+++ Text section

May 23, 2017 / 04:35 PM IST

Financial services company Bajaj Finserv reported a growth of 3 percent in its consolidated net profit at Rs 535 crore in the quarter ended March 31 as against Rs 518 crore in the year-ago period.

Sanjiv Bajaj, MD, Bajaj Finserv said currently, the mid-sized corporate lending book is showing strong growth and consumer business is also growing strongly. However we are a bit cautious on SME portfolio growth, he said, in an interview to CNBC-Tv18.

He said, “We always want to make sure that our risk metrics are playing out right.”

Baja Finserv's general insurance arm, Bajaj Allianz General Insurance's, profit after tax stood at Rs 165 crore as against Rs 208 crore. Bajaj Allianz Life Insurance's profit after tax stood at Rs 198 crore as against Rs 232 crore last year.

On the general insurance side, the premium would grow in mid to teens in FY18 and life insurance on new business should to grow over 20-25% in FY18, he said.


Below is the verbatim transcript of the interview.

++++++
+++ Data lines

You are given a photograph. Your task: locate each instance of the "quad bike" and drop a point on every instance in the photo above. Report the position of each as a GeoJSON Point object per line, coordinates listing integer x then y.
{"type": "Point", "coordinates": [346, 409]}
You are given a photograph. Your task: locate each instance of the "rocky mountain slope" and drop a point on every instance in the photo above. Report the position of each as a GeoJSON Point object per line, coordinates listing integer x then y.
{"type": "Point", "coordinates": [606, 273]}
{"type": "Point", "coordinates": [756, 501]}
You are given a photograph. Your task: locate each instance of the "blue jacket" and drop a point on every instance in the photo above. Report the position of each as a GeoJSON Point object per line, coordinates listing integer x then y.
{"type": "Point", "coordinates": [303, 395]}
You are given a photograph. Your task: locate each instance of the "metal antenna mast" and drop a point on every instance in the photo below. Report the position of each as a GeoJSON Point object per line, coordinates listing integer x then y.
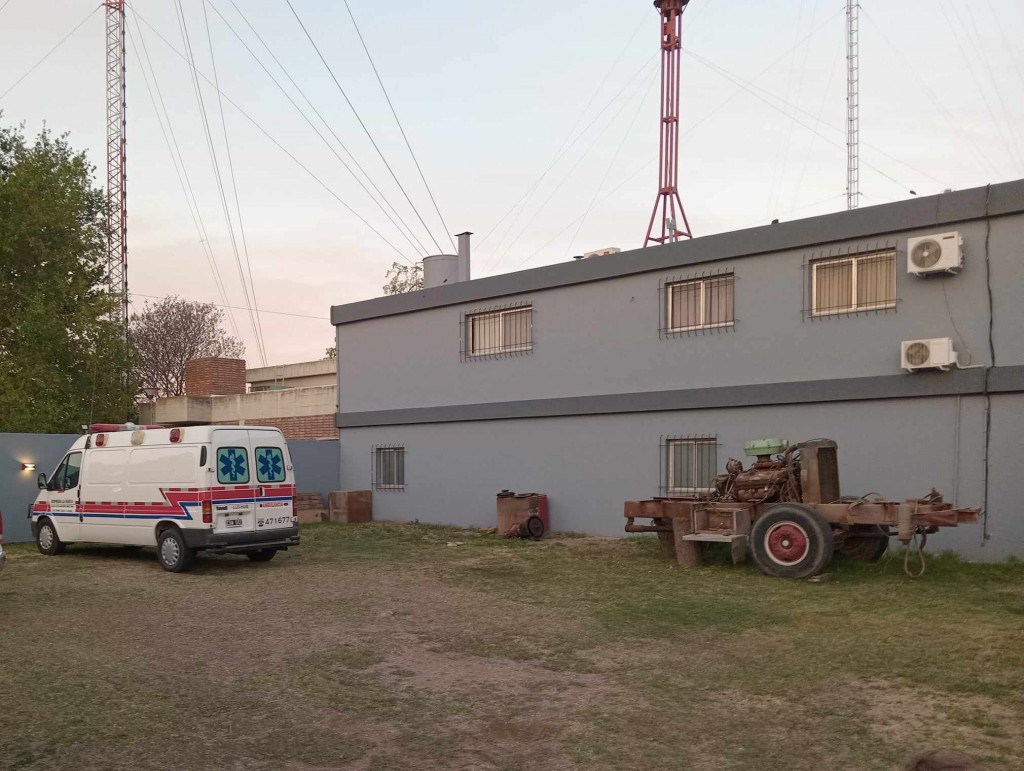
{"type": "Point", "coordinates": [668, 199]}
{"type": "Point", "coordinates": [853, 103]}
{"type": "Point", "coordinates": [117, 200]}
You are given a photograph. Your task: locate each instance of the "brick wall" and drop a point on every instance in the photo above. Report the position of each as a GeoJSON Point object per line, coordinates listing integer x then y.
{"type": "Point", "coordinates": [215, 377]}
{"type": "Point", "coordinates": [309, 427]}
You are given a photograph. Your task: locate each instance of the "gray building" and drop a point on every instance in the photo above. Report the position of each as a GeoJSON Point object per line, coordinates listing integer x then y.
{"type": "Point", "coordinates": [631, 375]}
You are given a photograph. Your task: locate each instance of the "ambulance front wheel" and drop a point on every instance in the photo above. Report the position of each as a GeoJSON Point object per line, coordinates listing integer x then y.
{"type": "Point", "coordinates": [172, 552]}
{"type": "Point", "coordinates": [47, 540]}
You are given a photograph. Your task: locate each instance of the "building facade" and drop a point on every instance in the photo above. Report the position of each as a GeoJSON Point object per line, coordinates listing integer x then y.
{"type": "Point", "coordinates": [631, 375]}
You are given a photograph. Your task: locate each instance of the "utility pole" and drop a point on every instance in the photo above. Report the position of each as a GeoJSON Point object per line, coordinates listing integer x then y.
{"type": "Point", "coordinates": [117, 198]}
{"type": "Point", "coordinates": [673, 219]}
{"type": "Point", "coordinates": [853, 103]}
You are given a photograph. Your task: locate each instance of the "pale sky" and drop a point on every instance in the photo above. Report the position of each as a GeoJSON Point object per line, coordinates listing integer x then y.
{"type": "Point", "coordinates": [488, 93]}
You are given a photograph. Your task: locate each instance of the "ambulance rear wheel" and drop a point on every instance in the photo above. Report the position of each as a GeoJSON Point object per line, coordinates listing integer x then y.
{"type": "Point", "coordinates": [47, 540]}
{"type": "Point", "coordinates": [172, 552]}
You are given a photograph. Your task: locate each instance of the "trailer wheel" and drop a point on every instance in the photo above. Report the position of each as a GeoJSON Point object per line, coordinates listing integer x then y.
{"type": "Point", "coordinates": [863, 547]}
{"type": "Point", "coordinates": [790, 541]}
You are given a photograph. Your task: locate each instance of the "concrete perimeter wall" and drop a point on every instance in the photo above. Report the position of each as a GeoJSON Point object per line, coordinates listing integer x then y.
{"type": "Point", "coordinates": [315, 470]}
{"type": "Point", "coordinates": [590, 465]}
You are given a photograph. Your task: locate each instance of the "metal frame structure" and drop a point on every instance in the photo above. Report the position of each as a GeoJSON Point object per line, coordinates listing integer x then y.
{"type": "Point", "coordinates": [853, 103]}
{"type": "Point", "coordinates": [668, 199]}
{"type": "Point", "coordinates": [117, 198]}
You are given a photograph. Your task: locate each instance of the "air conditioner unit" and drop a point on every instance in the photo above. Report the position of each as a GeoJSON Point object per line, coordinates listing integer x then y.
{"type": "Point", "coordinates": [937, 353]}
{"type": "Point", "coordinates": [935, 254]}
{"type": "Point", "coordinates": [602, 252]}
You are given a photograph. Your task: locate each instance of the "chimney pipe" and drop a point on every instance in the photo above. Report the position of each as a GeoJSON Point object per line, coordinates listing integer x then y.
{"type": "Point", "coordinates": [464, 262]}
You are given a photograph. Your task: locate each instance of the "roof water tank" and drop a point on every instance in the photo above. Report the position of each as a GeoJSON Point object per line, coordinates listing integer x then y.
{"type": "Point", "coordinates": [439, 269]}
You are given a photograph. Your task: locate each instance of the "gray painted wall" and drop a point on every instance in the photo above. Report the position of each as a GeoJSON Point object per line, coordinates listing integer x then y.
{"type": "Point", "coordinates": [589, 466]}
{"type": "Point", "coordinates": [315, 464]}
{"type": "Point", "coordinates": [602, 337]}
{"type": "Point", "coordinates": [18, 488]}
{"type": "Point", "coordinates": [315, 470]}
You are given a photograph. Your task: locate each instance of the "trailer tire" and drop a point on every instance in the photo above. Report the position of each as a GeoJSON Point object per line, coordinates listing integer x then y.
{"type": "Point", "coordinates": [791, 541]}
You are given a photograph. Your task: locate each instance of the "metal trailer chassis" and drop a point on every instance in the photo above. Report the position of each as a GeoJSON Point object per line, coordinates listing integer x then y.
{"type": "Point", "coordinates": [792, 533]}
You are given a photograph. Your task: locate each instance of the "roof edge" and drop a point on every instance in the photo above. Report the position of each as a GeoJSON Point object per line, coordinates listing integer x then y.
{"type": "Point", "coordinates": [931, 211]}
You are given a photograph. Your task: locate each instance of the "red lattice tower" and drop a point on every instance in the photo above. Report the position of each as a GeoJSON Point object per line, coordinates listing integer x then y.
{"type": "Point", "coordinates": [671, 206]}
{"type": "Point", "coordinates": [117, 191]}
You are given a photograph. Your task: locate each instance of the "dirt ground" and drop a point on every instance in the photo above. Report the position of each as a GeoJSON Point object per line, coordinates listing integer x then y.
{"type": "Point", "coordinates": [412, 647]}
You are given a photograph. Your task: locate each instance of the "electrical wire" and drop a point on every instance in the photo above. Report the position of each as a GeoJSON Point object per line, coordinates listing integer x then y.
{"type": "Point", "coordinates": [218, 178]}
{"type": "Point", "coordinates": [936, 99]}
{"type": "Point", "coordinates": [62, 40]}
{"type": "Point", "coordinates": [276, 143]}
{"type": "Point", "coordinates": [170, 138]}
{"type": "Point", "coordinates": [238, 307]}
{"type": "Point", "coordinates": [580, 117]}
{"type": "Point", "coordinates": [498, 255]}
{"type": "Point", "coordinates": [421, 249]}
{"type": "Point", "coordinates": [235, 188]}
{"type": "Point", "coordinates": [400, 127]}
{"type": "Point", "coordinates": [364, 125]}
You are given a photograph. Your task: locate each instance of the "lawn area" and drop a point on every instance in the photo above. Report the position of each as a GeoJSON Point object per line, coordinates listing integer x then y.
{"type": "Point", "coordinates": [390, 646]}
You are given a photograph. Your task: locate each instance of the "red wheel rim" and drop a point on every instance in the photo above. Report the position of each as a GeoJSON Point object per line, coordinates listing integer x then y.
{"type": "Point", "coordinates": [786, 543]}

++++++

Exercise aim » Write out everything in the Bajaj Finserv earnings report from "Financial services company" down to "interview to CNBC-Tv18.".

Solution to the exercise »
Financial services company Bajaj Finserv reported a growth of 3 percent in its consolidated net profit at Rs 535 crore in the quarter ended March 31 as against Rs 518 crore in the year-ago period.

Sanjiv Bajaj, MD, Bajaj Finserv said currently, the mid-sized corporate lending book is showing strong growth and consumer business is also growing strongly. However we are a bit cautious on SME portfolio growth, he said, in an interview to CNBC-Tv18.